_Task material_
◇ ◇ ◇ ◇ ◇
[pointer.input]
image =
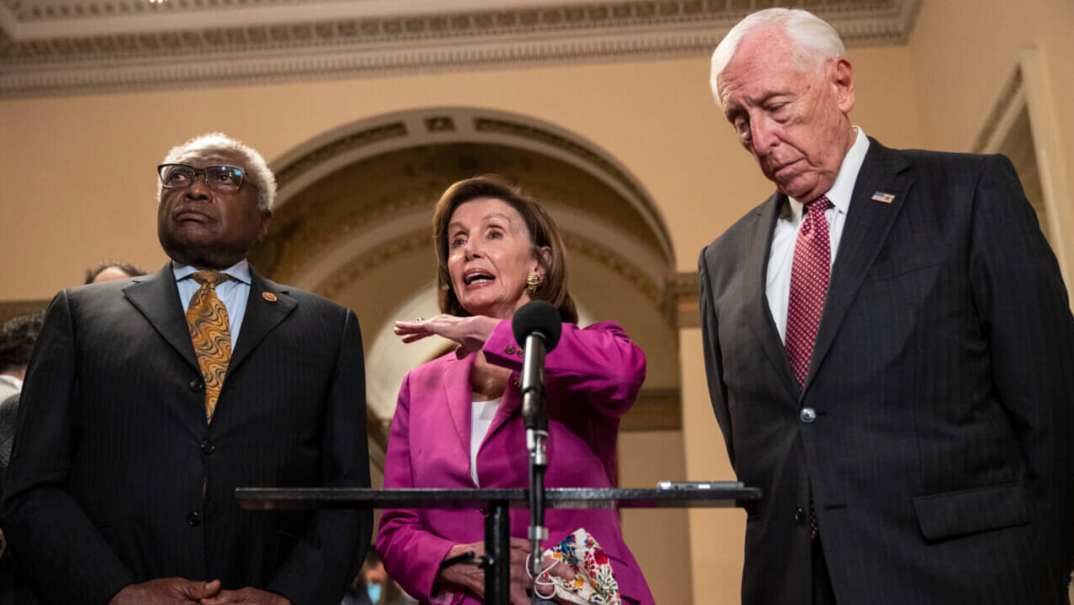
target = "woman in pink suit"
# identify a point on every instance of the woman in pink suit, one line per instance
(459, 422)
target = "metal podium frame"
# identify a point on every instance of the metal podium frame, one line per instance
(495, 504)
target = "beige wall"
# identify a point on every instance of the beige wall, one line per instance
(961, 76)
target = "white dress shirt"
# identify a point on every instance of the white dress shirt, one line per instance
(9, 386)
(781, 256)
(233, 292)
(481, 415)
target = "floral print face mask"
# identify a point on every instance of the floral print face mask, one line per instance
(594, 582)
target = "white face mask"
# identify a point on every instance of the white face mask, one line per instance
(374, 590)
(594, 582)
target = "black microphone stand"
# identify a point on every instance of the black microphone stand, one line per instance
(535, 420)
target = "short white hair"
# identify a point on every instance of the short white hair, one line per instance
(813, 38)
(259, 173)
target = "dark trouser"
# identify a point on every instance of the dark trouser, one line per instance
(823, 593)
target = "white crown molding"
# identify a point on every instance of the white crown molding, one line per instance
(260, 48)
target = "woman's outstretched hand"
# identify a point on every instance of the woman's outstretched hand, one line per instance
(469, 333)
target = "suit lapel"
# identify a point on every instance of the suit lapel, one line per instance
(456, 390)
(759, 314)
(158, 300)
(267, 305)
(508, 405)
(868, 224)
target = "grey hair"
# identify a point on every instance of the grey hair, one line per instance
(813, 38)
(260, 174)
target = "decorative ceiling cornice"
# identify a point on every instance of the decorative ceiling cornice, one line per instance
(67, 46)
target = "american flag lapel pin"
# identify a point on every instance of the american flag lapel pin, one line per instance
(883, 197)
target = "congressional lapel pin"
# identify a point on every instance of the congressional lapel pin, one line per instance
(883, 198)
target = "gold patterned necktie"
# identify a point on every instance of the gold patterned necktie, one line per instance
(207, 320)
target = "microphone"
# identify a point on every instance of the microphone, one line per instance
(537, 328)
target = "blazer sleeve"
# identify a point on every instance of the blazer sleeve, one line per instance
(1025, 313)
(328, 557)
(55, 542)
(411, 553)
(713, 365)
(599, 361)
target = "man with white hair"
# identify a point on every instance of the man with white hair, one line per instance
(148, 401)
(889, 351)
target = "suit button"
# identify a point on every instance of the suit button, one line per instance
(799, 515)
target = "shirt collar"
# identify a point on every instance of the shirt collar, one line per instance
(11, 380)
(238, 272)
(842, 189)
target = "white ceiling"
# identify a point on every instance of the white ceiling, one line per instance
(69, 46)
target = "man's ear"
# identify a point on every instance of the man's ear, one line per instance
(265, 224)
(842, 81)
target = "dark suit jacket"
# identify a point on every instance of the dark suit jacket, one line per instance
(940, 459)
(105, 485)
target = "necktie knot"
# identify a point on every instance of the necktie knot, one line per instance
(818, 205)
(213, 278)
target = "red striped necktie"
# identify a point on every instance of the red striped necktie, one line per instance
(810, 274)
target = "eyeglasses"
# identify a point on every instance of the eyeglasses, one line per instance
(225, 178)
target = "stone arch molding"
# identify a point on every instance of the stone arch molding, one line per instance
(348, 144)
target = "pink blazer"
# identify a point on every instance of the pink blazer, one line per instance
(592, 378)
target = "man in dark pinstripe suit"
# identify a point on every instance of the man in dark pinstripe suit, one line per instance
◇ ◇ ◇ ◇ ◇
_Problem description_
Please show the lines in the entries above that hold the string "pinstripe".

_Answer below_
target = "man in dark pinstripe suit"
# identify a point on every instance of the man in dark pinstripe suit, one line per instance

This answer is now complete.